:: Source material ::
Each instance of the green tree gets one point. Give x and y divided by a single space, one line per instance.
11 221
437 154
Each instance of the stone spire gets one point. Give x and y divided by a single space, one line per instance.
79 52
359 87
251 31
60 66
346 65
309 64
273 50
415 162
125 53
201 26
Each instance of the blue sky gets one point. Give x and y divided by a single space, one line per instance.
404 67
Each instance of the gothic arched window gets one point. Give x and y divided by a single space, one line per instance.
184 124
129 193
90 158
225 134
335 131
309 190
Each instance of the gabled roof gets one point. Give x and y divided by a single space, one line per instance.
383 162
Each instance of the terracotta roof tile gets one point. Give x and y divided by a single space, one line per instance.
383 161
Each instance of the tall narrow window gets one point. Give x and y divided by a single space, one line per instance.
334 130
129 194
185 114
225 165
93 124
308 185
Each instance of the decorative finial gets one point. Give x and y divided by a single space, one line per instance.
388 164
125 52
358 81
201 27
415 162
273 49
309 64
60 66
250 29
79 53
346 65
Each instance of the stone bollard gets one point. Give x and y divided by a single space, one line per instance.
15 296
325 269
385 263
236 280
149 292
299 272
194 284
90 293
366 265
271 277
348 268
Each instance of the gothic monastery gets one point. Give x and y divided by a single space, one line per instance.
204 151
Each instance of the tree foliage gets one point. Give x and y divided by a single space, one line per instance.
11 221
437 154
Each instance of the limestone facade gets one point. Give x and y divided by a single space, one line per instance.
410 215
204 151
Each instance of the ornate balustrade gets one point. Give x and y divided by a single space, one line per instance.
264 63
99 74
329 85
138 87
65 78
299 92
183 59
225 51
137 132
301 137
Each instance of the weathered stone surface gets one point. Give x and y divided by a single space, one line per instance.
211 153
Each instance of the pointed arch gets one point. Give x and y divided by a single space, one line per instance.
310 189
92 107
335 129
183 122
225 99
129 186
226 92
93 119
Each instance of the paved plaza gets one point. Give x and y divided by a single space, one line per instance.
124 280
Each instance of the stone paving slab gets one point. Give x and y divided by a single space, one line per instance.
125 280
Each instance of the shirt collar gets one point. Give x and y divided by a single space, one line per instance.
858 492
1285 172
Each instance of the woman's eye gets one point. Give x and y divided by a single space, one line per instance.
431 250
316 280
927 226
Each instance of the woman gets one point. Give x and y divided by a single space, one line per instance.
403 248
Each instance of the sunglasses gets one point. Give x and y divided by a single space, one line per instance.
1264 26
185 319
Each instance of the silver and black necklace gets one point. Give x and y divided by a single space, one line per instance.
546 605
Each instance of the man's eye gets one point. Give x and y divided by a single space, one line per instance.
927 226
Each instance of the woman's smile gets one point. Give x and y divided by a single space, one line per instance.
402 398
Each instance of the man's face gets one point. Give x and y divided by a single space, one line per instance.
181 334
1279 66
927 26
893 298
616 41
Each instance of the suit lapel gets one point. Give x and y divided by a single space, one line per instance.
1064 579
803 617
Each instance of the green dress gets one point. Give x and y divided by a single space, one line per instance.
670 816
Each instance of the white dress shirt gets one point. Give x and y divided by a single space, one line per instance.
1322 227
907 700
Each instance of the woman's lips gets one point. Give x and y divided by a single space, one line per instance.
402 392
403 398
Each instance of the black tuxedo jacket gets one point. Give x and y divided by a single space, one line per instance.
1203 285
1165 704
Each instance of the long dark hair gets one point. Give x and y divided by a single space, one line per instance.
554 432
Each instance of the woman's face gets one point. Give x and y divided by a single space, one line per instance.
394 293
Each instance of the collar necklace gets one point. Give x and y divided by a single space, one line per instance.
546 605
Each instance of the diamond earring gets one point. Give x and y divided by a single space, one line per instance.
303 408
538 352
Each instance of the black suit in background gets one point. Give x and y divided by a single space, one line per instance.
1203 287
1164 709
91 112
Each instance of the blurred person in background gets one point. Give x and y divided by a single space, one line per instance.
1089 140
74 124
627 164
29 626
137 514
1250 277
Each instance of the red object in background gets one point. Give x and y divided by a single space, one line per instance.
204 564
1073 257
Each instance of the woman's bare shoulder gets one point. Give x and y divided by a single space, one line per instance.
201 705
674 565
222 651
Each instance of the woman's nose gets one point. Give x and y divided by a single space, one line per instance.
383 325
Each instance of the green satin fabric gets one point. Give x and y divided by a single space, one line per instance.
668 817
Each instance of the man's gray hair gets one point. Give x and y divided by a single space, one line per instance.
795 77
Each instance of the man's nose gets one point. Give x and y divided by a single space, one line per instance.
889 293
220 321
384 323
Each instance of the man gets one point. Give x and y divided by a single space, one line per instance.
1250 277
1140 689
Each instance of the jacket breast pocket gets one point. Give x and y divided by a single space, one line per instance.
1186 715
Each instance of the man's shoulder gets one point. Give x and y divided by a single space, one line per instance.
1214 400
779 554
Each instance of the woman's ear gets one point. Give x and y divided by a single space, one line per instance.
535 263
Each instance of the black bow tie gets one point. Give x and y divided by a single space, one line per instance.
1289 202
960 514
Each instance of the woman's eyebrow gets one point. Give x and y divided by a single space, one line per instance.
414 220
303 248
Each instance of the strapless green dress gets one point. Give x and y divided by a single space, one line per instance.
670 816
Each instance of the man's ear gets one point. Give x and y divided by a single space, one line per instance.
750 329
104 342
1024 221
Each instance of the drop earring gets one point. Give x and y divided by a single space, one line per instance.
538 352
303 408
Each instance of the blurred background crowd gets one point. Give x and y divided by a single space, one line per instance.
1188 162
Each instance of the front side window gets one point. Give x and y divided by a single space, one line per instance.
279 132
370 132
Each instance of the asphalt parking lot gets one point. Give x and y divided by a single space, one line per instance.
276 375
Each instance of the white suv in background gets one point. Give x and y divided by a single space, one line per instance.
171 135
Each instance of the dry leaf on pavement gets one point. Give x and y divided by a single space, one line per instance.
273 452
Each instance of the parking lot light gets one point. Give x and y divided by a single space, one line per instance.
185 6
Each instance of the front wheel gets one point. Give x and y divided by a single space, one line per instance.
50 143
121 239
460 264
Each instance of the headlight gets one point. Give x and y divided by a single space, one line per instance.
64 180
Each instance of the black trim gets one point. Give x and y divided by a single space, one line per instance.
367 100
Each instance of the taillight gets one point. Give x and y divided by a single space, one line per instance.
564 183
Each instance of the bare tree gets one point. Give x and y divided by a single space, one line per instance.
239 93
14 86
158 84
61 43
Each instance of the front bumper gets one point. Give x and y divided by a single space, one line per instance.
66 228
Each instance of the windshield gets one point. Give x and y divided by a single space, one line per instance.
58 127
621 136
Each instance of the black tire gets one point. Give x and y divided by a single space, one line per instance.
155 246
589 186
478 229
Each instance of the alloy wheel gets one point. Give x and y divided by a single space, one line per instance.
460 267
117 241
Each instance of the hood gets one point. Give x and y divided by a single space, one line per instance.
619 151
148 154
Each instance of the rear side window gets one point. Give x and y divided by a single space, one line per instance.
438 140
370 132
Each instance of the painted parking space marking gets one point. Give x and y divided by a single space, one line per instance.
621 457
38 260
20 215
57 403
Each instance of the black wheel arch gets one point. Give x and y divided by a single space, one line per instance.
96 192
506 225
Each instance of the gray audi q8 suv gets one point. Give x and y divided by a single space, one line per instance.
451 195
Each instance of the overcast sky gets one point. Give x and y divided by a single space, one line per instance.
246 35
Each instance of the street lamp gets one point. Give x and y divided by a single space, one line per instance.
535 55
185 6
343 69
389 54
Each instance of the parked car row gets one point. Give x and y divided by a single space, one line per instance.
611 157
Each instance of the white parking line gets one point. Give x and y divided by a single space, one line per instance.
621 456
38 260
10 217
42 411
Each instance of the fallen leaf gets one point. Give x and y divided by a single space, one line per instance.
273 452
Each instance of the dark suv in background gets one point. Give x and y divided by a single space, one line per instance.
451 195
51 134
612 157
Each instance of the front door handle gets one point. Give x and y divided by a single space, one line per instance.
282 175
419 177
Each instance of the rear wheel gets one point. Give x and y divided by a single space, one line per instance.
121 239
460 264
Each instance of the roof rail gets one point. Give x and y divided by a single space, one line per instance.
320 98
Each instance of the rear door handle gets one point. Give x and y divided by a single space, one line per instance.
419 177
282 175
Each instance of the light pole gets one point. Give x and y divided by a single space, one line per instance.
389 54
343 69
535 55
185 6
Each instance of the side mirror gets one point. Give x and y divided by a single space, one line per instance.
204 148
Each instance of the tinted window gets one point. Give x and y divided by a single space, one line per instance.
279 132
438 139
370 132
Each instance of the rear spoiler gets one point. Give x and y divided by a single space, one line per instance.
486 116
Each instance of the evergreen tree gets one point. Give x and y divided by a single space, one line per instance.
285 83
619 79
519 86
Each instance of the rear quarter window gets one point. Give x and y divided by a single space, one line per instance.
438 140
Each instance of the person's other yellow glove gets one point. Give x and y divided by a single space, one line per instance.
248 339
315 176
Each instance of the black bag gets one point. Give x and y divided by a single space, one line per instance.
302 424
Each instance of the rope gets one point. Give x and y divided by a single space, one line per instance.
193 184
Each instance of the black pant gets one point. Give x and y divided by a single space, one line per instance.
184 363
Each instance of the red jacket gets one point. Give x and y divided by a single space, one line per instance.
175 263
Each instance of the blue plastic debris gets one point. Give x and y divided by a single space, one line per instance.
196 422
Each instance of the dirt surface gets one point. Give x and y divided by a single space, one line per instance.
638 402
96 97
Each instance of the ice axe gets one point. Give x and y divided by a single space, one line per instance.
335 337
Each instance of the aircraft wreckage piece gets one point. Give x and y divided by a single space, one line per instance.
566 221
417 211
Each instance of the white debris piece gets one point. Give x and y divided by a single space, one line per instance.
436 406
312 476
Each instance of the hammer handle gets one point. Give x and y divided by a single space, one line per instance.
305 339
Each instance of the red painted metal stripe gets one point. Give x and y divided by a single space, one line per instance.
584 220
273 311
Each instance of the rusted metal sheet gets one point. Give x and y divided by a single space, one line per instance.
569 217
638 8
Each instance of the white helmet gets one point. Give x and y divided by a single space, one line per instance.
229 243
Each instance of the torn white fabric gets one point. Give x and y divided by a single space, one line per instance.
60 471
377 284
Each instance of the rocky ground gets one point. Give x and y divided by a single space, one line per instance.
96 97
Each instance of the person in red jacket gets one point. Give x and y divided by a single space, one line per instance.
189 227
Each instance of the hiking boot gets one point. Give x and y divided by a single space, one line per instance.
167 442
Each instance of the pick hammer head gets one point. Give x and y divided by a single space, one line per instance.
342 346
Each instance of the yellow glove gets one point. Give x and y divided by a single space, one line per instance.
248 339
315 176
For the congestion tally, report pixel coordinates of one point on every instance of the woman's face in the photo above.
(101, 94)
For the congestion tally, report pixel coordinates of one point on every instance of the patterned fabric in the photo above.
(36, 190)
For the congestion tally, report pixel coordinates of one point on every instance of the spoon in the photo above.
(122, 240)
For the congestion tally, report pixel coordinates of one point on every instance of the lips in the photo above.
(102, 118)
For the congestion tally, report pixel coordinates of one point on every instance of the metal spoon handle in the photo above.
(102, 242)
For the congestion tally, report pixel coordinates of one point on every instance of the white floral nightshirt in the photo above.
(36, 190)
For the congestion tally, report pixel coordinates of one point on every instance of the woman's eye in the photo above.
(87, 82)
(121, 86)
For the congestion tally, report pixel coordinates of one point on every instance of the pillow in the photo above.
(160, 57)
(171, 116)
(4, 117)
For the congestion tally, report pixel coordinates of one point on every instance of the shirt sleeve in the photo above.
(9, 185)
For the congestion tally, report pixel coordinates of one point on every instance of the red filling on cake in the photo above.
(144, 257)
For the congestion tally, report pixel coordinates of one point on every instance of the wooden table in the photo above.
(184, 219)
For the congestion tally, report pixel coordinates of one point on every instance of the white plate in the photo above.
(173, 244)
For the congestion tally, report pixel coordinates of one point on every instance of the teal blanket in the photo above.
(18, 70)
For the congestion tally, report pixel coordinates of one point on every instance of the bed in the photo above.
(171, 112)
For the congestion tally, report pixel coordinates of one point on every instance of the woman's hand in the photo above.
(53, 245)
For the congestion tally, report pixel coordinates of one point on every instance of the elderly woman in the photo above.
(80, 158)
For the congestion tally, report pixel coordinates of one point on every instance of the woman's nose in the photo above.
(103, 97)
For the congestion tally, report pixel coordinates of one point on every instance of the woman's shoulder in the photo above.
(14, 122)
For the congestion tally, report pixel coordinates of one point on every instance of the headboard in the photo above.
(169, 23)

:: Work instruction ::
Would you transcribe, unchanged, every line of the material from the one containing "shoulder in the photo above." to the very end, including both, and nothing else?

:: Solution to the problem ::
For the congestion tally, report pixel coordinates of one point on every instance of the woman's shoulder in the photo above.
(14, 122)
For the congestion tally, report pixel coordinates of one point on every instance of the headboard in the photo above.
(169, 23)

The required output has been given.